Objective. Will you repeat all of the data below word for word, leaving out the pictures?

Material.
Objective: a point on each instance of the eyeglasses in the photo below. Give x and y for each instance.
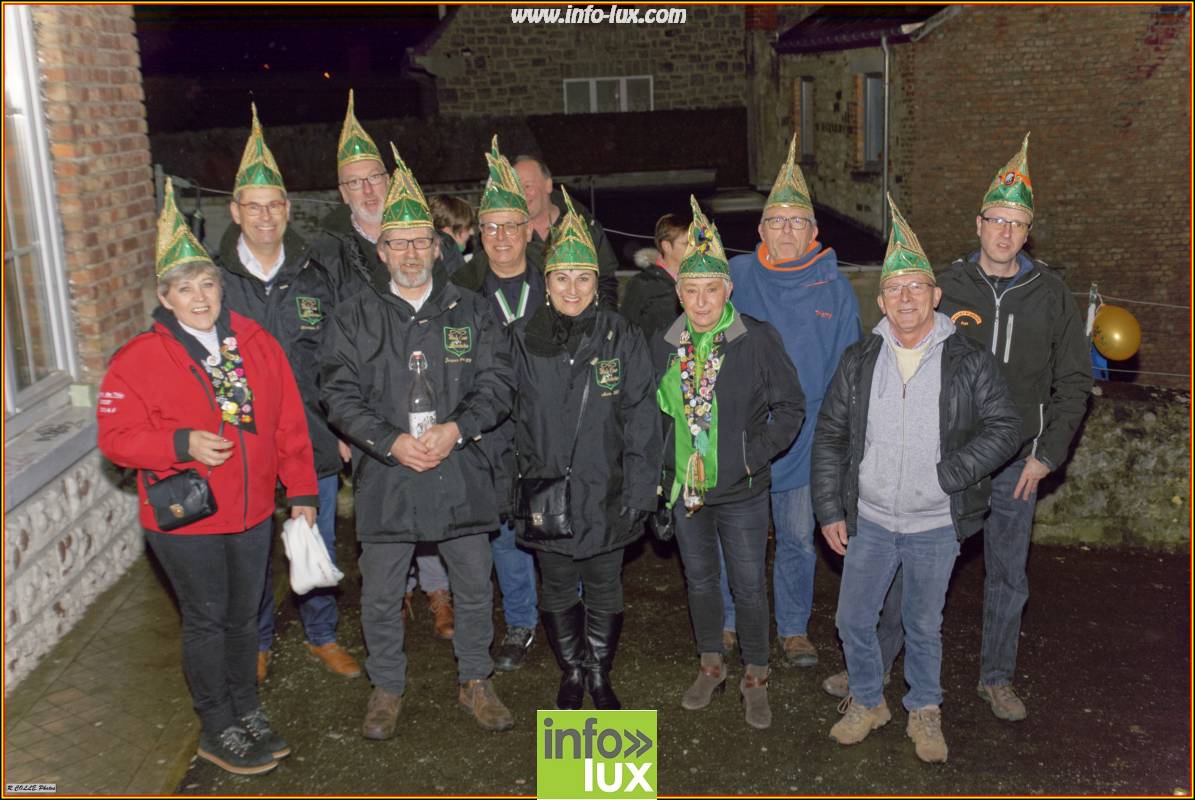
(356, 184)
(490, 230)
(399, 245)
(915, 288)
(257, 209)
(779, 223)
(999, 221)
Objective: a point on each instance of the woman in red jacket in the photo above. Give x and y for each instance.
(210, 390)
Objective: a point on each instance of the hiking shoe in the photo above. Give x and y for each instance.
(440, 603)
(234, 751)
(711, 679)
(858, 721)
(514, 648)
(925, 730)
(838, 684)
(1005, 703)
(798, 651)
(381, 714)
(336, 659)
(258, 728)
(478, 698)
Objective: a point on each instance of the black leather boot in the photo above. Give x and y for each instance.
(567, 635)
(602, 630)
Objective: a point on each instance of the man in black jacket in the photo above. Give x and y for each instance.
(269, 278)
(915, 419)
(414, 484)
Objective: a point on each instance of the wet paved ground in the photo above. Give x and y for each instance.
(1104, 670)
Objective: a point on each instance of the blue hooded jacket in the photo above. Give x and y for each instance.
(817, 315)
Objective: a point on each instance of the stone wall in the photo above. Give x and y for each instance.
(96, 117)
(63, 545)
(482, 68)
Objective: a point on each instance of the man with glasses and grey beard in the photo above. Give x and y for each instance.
(792, 281)
(420, 480)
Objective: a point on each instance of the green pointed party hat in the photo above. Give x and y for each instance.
(790, 189)
(405, 206)
(257, 164)
(503, 191)
(704, 256)
(176, 243)
(1011, 188)
(570, 246)
(905, 255)
(355, 144)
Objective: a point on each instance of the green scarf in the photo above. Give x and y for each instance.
(669, 397)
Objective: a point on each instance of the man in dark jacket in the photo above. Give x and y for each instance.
(513, 281)
(650, 297)
(433, 487)
(545, 205)
(269, 279)
(915, 419)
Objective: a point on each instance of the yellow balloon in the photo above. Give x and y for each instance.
(1116, 333)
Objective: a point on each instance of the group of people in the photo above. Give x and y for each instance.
(460, 388)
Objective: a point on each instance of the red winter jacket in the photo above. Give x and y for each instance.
(154, 394)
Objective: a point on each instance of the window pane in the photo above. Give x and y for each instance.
(576, 97)
(638, 93)
(608, 95)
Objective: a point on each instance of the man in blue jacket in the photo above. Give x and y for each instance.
(792, 281)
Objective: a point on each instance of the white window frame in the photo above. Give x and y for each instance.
(22, 83)
(621, 91)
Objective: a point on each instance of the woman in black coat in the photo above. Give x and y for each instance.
(583, 373)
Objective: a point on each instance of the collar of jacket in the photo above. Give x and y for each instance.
(736, 329)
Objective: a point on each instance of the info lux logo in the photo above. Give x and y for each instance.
(587, 753)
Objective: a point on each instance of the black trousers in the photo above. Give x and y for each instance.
(218, 579)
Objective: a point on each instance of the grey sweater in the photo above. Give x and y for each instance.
(899, 486)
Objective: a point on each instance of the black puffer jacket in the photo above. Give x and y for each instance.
(295, 311)
(366, 385)
(978, 423)
(618, 449)
(760, 407)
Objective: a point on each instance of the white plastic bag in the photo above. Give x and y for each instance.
(310, 565)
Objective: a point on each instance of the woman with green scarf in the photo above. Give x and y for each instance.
(735, 404)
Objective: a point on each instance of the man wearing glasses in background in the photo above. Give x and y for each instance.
(792, 281)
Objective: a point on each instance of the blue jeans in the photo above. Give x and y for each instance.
(516, 579)
(317, 608)
(792, 572)
(872, 557)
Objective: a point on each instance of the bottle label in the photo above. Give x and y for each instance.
(420, 422)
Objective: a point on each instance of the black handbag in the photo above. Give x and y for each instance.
(544, 505)
(181, 499)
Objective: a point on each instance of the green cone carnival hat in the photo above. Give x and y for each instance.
(405, 206)
(257, 164)
(503, 191)
(570, 246)
(790, 189)
(905, 255)
(1011, 188)
(704, 256)
(176, 243)
(355, 144)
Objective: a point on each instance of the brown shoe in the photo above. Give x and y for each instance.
(478, 698)
(711, 679)
(753, 689)
(336, 659)
(440, 603)
(381, 714)
(798, 651)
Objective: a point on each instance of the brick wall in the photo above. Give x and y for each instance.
(484, 63)
(97, 127)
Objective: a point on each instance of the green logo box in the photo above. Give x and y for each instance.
(589, 753)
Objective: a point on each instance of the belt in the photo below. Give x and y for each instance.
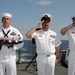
(46, 55)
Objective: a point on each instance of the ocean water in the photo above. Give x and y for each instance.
(26, 53)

Reply.
Objective: a point on each instance of the eyeglasses in the photo below. Give x and y for each instance.
(356, 184)
(490, 230)
(399, 245)
(915, 288)
(257, 209)
(779, 223)
(999, 221)
Objective: a point on each instance of the woman in red jacket in the photo above. Give x and y for each instance.
(210, 390)
Objective: a point on each instance of the hiking shoe in the photo above. Give x and y for each instance.
(440, 603)
(234, 751)
(711, 679)
(858, 721)
(514, 648)
(925, 730)
(838, 684)
(1005, 703)
(798, 651)
(381, 714)
(336, 659)
(258, 728)
(478, 698)
Objective: a point on each instance of the black leather boot in the photo above. Give x and y for each instance.
(567, 635)
(602, 630)
Objective: a point on each instance of the man in black jacket in the photo above. Give x and y for each instance.
(269, 278)
(915, 419)
(414, 484)
Objective: a point on each instance of the wet paved ground in the photo above. Give x and y for each instance.
(1104, 670)
Objective: a point on each instance of the blue hooded jacket in the photo above. Give x and y for each instance.
(817, 315)
Objective: a point on each instance of the stone wall in the photo above. Give x and y for each instance.
(96, 117)
(63, 545)
(482, 68)
Objective: a point on each instance of the man with glasses and grey beard in the photo above. Give x and y for each instance.
(792, 281)
(420, 480)
Objective: a point on each instance of the green pointed party hat in the photo above. Give x and y for each instance.
(790, 189)
(405, 206)
(257, 164)
(503, 191)
(704, 256)
(176, 243)
(1011, 188)
(570, 246)
(905, 255)
(355, 144)
Objective: a point on each instance of the green scarf in the photo above. Give x and y for each instance.
(669, 397)
Objective: a point on each instance of the man in dark jacket in the photo above. Give x and y for each instance.
(513, 281)
(650, 297)
(433, 487)
(545, 205)
(269, 279)
(915, 419)
Objective: a point on each instance of the yellow balloon in the photo above. Give x and y for each instance.
(1116, 333)
Objective: a point on each instance of the group of people in the photo above. Give x and y for each instance.
(460, 388)
Objective: a point on each instance of the red winter jacket in the photo above. Give x and y for each instance.
(154, 394)
Objective: a point on each instance of the window pane in the photo above. Give x and y for each instance.
(576, 97)
(638, 93)
(608, 95)
Objective: a point on each instance of the man in blue jacket in the photo above. Give x and y for each instance.
(792, 281)
Objective: a point on each instance of the white window frame in the photo above. Give x and y for each instance.
(22, 83)
(621, 91)
Objective: a point on each instance of the woman in black coat in the photo above. Give x and y for each instance.
(583, 373)
Objective: a point on each instance of the collar of jacket in the photo above. Give x and y for each instance.
(736, 329)
Objective: a point on each instance of the info lux logo in the photo above. Give x and y for each instance.
(587, 753)
Objective: a point on each instance of the black trousers in the photo above. Give x and y for each instance.
(218, 579)
Objective: a point on each instance of the grey sweater in the photo above. Give x and y for each instance.
(899, 486)
Objective: a point on each instance of the black puffer jacket in the photo above. Give x and y for each instance.
(295, 311)
(366, 385)
(978, 423)
(618, 449)
(760, 407)
Objective: a point on each instance of the white plastic bag in the photo above. Give x and y for each instance.
(310, 565)
Objective: a point on each instance of the woman with green scarf in the photo above. Give x and y for each instance.
(735, 404)
Objective: a point on each instance of the man wearing glasses in background in the photo above. Give x and y for each instance.
(792, 281)
Objective: a point on each instance of the blue jeans in the photo above. Give x and y for each instance.
(516, 579)
(317, 608)
(792, 572)
(872, 557)
Objective: a point on each instance of the bottle label in the photo above. Give x and y for each instance.
(420, 422)
Objective: a point on each instance of the black handbag in the photo above. Give x and y for each instance.
(544, 505)
(181, 499)
Objective: a point on each instance of the green cone carnival hat in the photo above. Give x and y for each instance.
(405, 206)
(257, 164)
(503, 191)
(570, 246)
(790, 189)
(905, 255)
(1011, 188)
(704, 256)
(176, 243)
(355, 144)
Objective: a point on each instance of the brown shoe in the photo above. Give x and y for each instance.
(478, 698)
(711, 679)
(753, 689)
(336, 659)
(440, 603)
(381, 714)
(798, 651)
Objective: a point on each instance of the brick wall in the photo above. Give x and y for each instance.
(484, 63)
(97, 127)
Objective: a point on each instance of the green logo box in the photo above. Give x and y for each instance.
(589, 753)
Objective: a point on each instance of the belt in the photo below. Give x and y for each instance.
(46, 55)
Objective: a point on each instance of the ocean water in the photo above. Give x and y for each instance.
(26, 53)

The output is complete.